Bounding box annotation entries:
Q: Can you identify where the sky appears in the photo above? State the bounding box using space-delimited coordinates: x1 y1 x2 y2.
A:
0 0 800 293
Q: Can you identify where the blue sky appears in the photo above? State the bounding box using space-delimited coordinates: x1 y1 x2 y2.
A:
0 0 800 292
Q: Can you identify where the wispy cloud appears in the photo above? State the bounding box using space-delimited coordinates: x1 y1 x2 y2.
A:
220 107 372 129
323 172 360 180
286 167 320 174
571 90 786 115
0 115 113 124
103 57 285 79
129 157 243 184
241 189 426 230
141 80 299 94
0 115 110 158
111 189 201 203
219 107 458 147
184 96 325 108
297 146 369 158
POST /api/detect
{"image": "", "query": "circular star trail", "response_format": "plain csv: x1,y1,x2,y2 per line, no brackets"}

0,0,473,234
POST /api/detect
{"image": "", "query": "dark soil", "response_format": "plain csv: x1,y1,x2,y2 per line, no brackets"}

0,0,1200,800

--

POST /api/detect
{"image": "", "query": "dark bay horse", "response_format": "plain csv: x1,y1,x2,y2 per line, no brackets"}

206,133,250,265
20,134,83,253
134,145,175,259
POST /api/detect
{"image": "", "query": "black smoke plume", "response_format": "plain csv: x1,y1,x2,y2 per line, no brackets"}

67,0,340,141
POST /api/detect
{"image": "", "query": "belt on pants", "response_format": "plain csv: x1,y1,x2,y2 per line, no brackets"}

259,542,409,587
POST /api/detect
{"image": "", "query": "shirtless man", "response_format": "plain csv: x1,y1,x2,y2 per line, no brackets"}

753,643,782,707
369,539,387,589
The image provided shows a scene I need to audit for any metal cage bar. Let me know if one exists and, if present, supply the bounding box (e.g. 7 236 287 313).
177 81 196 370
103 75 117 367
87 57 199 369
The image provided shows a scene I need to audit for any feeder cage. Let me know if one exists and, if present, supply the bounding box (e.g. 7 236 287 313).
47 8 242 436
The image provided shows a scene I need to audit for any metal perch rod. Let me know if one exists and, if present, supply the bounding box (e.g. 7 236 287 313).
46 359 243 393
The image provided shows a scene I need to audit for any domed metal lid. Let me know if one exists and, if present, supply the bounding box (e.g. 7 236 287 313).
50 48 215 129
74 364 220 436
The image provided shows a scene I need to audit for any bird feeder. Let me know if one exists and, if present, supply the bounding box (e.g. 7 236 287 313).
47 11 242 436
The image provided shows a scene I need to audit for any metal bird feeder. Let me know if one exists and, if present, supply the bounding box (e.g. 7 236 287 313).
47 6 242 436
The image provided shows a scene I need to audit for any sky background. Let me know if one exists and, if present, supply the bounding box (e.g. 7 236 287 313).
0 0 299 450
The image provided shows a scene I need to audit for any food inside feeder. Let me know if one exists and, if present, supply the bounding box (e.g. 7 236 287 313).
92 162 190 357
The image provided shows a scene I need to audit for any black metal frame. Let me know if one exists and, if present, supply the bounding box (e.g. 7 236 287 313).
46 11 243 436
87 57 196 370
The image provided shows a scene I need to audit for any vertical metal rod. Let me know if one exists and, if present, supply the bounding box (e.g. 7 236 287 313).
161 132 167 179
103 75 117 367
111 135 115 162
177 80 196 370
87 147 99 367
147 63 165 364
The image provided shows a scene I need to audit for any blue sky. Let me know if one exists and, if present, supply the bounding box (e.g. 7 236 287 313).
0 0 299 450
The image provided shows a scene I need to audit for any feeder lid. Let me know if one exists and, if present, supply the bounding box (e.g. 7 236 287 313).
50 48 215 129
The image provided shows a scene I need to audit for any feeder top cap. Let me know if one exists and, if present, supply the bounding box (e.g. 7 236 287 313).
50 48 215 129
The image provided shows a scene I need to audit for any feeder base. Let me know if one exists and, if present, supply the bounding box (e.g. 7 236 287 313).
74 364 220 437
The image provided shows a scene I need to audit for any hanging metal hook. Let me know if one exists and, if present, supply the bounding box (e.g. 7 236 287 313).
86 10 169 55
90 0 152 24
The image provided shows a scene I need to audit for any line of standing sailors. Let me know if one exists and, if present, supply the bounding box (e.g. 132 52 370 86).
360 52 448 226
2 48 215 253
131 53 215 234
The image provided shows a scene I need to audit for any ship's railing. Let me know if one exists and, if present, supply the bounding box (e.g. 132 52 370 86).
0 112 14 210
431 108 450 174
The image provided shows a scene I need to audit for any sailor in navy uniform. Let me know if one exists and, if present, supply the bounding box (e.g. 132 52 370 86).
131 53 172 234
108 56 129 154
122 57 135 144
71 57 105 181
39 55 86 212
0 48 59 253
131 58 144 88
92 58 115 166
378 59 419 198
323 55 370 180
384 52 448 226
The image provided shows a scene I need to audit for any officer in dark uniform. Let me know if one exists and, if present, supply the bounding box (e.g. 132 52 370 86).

Written request → Revise the listing lines starting at the line containing "for any ship's" and ending at the line containing "384 52 448 226" by putting "white uniform" in place of "navy uniform", keeping everything else the same. Return only those lines.

Response →
The image provided shows a scene I need to audit for any ship's railing. Let me know if one exists and, if present, supply the bounding box (e.g. 132 52 370 86).
0 112 14 210
431 108 450 174
The image provided shows a scene I need to audit for any sailor in white uniform. Let me know if one exists and, if present, supply the bounding box (e.g. 132 52 370 86).
131 53 172 234
108 56 129 154
122 57 135 144
71 57 105 181
39 55 86 212
0 48 59 253
131 58 144 88
92 58 115 166
378 59 419 198
323 55 370 180
384 52 448 226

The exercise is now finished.